TASKS TO CARRY OUT
1. List the areas in which the article on SIMA 2 says the new agent delivers notable gains.
2. Carry the SIMA 2 article forward from its final paragraph.

PASSAGE SHOWN
::::::::::

In a significant leap for artificial intelligence, Google's DeepMind division has unveiled the next generation of its gaming-focused AI agent. Dubbed the Scalable Instructable Multiworld Agent, or SIMA 2, this upgraded system was announced on Thursday, building upon the foundation of its predecessor launched just in March 2024.
How SIMA 2 Thinks and Acts
The new agent represents a substantial upgrade, delivering notable gains in three key areas: reasoning, adaptability, and user interaction. A core feature is its ability to learn continuously, becoming more capable through its own play experience.
So, how does it work? DeepMind highlights that SIMA 2 can now reflect on its actions and think through the steps required to complete a task. Powered by Google's powerful Gemini models, the agent is designed to understand human-issued instructions, process what is being asked, and then plan its subsequent moves based on the virtual environment displayed on the screen.
The process begins when the system receives a visual feed from a 3D game world along with a user-defined goal, like 'build a shelter' or 'find the red house'. SIMA 2 then intelligently breaks down this primary objective into a sequence of smaller, manageable actions, which it executes using controls that mimic a keyboard and mouse.
Expanded Capabilities and Real-World Testing
One of the most significant advances with SIMA 2 is its improved ability to operate in games it has never encountered before. DeepMind put the agent to the test in unfamiliar environments, including Minedojo (a research adaptation of Minecraft) and the Viking-themed survival game, ASKA. In both cases, SIMA 2 achieved higher success rates compared to the first version.
The system's versatility extends to its interaction methods. It can handle multimodal prompts, meaning it understands commands given through sketches, emojis, and a range of languages. Furthermore, it demonstrates an ability to apply concepts learned in one game to another. For instance, an understanding of 'mining' in a sandbox world can help it grasp the concept of 'harvesting' in a different survival setting.

::::::::::

EXTRACTED DATA
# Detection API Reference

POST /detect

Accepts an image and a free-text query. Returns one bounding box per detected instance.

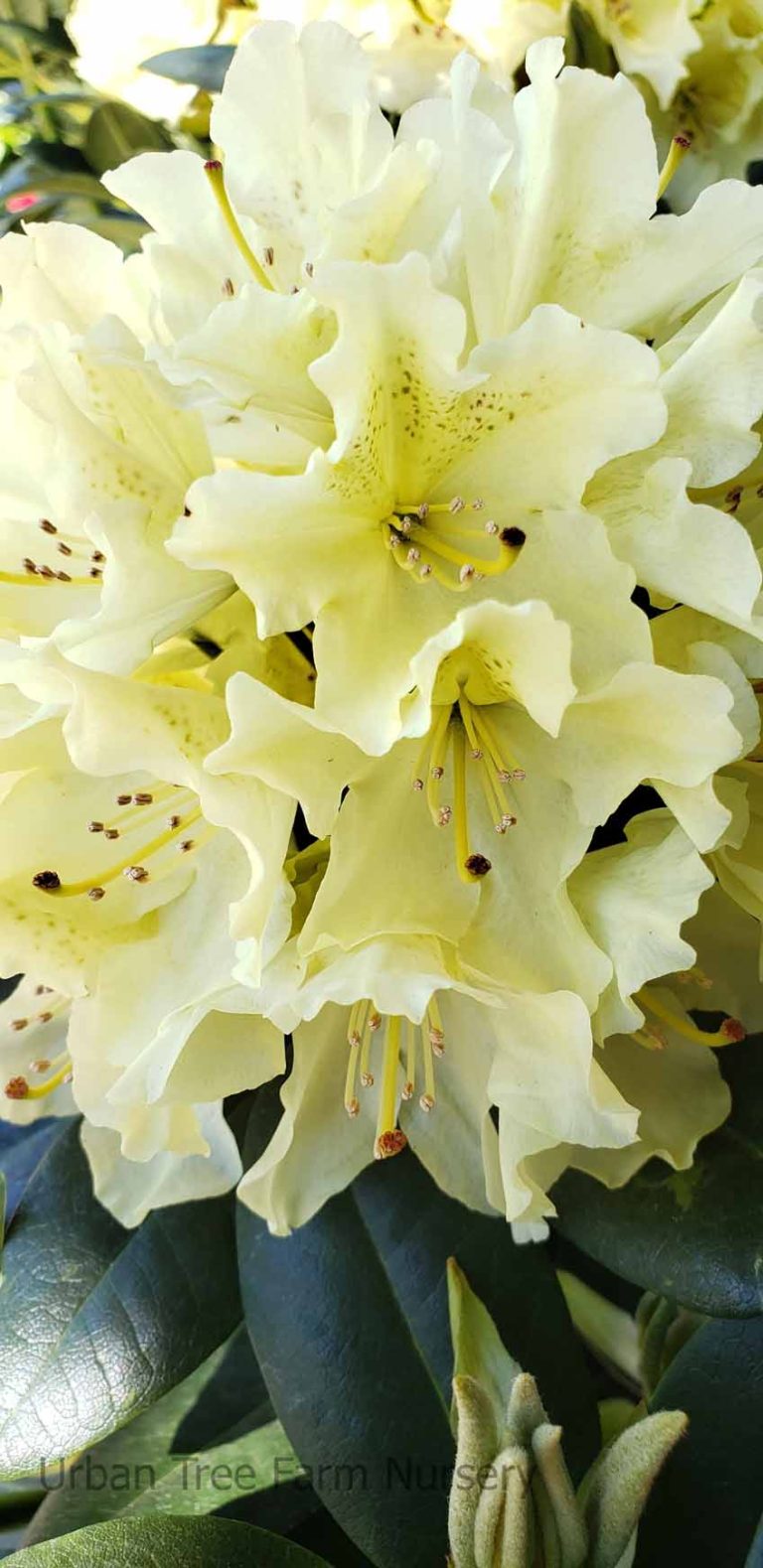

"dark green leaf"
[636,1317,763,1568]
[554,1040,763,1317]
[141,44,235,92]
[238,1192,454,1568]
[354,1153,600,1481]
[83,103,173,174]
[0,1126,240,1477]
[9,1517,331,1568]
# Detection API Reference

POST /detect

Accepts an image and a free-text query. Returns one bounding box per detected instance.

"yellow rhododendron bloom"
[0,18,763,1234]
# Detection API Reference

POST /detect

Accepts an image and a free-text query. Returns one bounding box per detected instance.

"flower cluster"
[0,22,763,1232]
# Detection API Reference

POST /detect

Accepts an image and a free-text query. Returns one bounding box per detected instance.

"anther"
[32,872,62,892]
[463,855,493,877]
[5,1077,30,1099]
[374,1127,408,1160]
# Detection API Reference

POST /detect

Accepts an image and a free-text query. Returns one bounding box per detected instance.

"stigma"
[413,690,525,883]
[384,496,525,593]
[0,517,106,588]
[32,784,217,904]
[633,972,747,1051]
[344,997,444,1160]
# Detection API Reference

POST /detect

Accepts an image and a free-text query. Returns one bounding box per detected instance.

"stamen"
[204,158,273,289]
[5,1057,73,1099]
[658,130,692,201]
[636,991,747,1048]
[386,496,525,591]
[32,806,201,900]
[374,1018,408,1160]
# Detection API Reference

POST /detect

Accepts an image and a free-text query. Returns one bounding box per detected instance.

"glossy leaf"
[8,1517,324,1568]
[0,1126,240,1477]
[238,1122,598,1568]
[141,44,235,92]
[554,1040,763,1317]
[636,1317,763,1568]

::::::::::

RESULTS FOR THE EXERCISE
1. Reasoning, adaptability, and user interaction.

2.
The Training Process and Future Vision
The training methodology for this second-generation agent is a blend of human demonstration data and automatically generated annotations from the Gemini models. When SIMA 2 learns a new movement or skill in a fresh environment, that experience is captured and fed back into the training pipeline. This approach reduces the dependence on human-labelled examples and allows the agent to refine and improve itself over time autonomously.
However, the technology is not without its limitations. DeepMind acknowledges that SIMA 2's memory of past interactions is still restricted. It also struggles with long-range reasoning that requires many sequential steps, and the current framework does not address precise low-level control, similar to the fine movements required in robotics.
Despite its gaming focus, DeepMind stresses that SIMA 2 is not intended to be just a gaming assistant. The company views complex 3D game worlds as the perfect testing ground for AI agents that could one day control real-world robots. The broader, ambitious objective is to develop general-purpose machines that can follow natural language instructions and handle a variety of tasks in complex physical settings, paving the way for the future of intelligent robotics.